(Recorded data)

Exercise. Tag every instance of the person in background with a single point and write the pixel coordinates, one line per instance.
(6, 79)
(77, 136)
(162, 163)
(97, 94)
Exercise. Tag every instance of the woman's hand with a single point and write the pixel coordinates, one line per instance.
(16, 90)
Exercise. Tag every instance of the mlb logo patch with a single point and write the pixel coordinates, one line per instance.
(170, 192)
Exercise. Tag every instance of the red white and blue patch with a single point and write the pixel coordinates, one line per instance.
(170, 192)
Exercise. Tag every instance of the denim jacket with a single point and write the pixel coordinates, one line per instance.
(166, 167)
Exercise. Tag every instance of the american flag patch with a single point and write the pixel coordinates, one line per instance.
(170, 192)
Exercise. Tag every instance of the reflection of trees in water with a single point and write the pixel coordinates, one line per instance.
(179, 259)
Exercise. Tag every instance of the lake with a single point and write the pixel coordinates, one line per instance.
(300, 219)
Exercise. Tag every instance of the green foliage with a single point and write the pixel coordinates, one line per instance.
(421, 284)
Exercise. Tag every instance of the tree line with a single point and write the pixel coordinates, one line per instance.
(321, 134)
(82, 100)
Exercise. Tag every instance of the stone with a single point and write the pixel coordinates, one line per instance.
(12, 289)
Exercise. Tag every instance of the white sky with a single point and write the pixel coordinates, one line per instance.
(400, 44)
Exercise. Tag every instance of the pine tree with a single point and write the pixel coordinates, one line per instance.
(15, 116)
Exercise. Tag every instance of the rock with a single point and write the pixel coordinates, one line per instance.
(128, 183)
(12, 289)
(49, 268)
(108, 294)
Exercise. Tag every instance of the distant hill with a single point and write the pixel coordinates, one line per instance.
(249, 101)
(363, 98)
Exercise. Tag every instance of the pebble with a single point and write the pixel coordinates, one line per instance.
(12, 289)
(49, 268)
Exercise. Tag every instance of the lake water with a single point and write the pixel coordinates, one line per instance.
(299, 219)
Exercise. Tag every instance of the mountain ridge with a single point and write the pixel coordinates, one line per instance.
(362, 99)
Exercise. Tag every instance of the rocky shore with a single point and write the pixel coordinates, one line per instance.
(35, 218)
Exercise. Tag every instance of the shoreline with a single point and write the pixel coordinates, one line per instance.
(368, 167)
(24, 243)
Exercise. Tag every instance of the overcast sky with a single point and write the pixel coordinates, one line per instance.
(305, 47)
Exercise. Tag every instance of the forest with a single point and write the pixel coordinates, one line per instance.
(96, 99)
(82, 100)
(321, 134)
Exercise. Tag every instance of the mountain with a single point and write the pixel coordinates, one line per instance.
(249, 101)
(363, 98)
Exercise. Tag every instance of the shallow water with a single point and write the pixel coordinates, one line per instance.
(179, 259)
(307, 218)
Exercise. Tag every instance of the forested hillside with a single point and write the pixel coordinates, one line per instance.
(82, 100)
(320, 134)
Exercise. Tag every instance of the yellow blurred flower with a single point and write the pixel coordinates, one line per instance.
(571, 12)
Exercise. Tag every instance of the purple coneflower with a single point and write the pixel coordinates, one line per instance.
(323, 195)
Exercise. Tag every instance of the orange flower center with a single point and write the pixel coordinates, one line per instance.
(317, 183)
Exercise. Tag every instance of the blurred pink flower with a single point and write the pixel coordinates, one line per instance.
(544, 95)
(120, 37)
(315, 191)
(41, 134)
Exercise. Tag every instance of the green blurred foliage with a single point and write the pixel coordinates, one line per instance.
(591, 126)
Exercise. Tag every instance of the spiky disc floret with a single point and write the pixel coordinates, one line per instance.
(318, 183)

● Task to carry out
Retype every record without alteration.

● Problem solution
Exercise. Tag every instance of the person in background with a single point and write the pixel coordinates, one line per instance.
(6, 79)
(77, 136)
(162, 163)
(97, 94)
Exercise. Tag every instance of the woman's hand with a single point and write the pixel coordinates, one line per instance.
(16, 90)
Exercise. Tag every instance of the mlb logo patch with a single point and write the pixel coordinates, one line per instance.
(170, 192)
Exercise. Tag every instance of the red white and blue patch with a single point and write the pixel coordinates, one line per instance.
(170, 192)
Exercise. Tag every instance of the denim jacket with a single point and write the pixel coordinates, one line per instance.
(166, 167)
Exercise. Tag every instance of the american flag patch with a single point and write the pixel coordinates, one line per instance.
(170, 192)
Exercise. Tag every instance of the reflection of trees in water with a single point and write the pixel coordinates, one line per instance.
(179, 259)
Exercise. Tag every instance of the lake with a single point and write the pixel coordinates, one line per instance.
(300, 219)
Exercise. Tag every instance of the green foliage with a single point and write the pixel coordinates, one line per instance.
(421, 284)
Exercise. Tag every instance of the tree line with a single point and write the pixel coordinates, one line per instance.
(321, 134)
(82, 100)
Exercise. Tag every instance of the stone with a single point and write the pixel coordinates, one line per instance.
(12, 289)
Exercise. Tag every instance of the white sky with a single point and write the pixel coordinates, one line per instance.
(400, 44)
Exercise. Tag every instance of the pine tree with a single point and write the pixel coordinates, one line per instance.
(15, 116)
Exercise. Tag every instance of the rock with a single point and write the pixel coordinates, one line per instance.
(128, 183)
(12, 289)
(49, 268)
(108, 294)
Exercise. Tag every instance of the distant hill with a single point and write the pixel coordinates, one line per instance.
(249, 101)
(363, 98)
Exercise. Tag every instance of the pebble with a single point and write the pixel coordinates, one line per instance.
(12, 289)
(49, 268)
Exercise. Tag every instance of the lake water with a single point and write the pixel coordinates, one line per instance.
(299, 219)
Exercise. Tag every instance of the mountain ridge with a single point and write the pixel coordinates, one line per instance.
(362, 99)
Exercise. Tag every instance of the rocky shore with a single point and write the pixel coordinates, one line per instance.
(35, 218)
Exercise. Tag every instance of the shoreline with a single point and write the pixel coordinates, one line per instance.
(368, 167)
(24, 243)
Exercise. Tag every instance of the overcast sky with a single point and write the pixel coordinates, one line per instance.
(305, 47)
Exercise. Tag every instance of the forest with a single point and write the pixel coordinates, one line per instance.
(96, 99)
(82, 100)
(321, 134)
Exercise. Tag every instance of the mountain with a single point and write the pixel coordinates, one line per instance.
(249, 101)
(363, 98)
Exercise. Tag every instance of the shallow water with a single point and write the pixel coordinates, one line per instance.
(179, 259)
(307, 218)
Exercise. Tag every instance of the forested hillside with a single point and write the pixel coordinates, one line per instance.
(82, 100)
(320, 134)
Exercise. Tag every instance of the yellow blurred flower with a single point and write the pixel coordinates, one line per instance.
(571, 12)
Exercise. Tag every instance of the purple coneflower with a single point and write the pixel coordinates, one line per instance.
(323, 195)
Exercise. Tag every instance of the orange flower center with a single point and write the pixel coordinates, one line per instance.
(317, 183)
Exercise. Tag every instance of the blurred pink flower with a single point and write the pixel coordinates, one line per instance.
(544, 95)
(120, 37)
(315, 191)
(41, 134)
Exercise. Tag every instance of the green blurred foliage with a single point and write the pixel coordinates, one line per instance.
(591, 126)
Exercise. Tag every instance of the spiky disc floret with a single point and write the pixel coordinates, one line per instance.
(318, 183)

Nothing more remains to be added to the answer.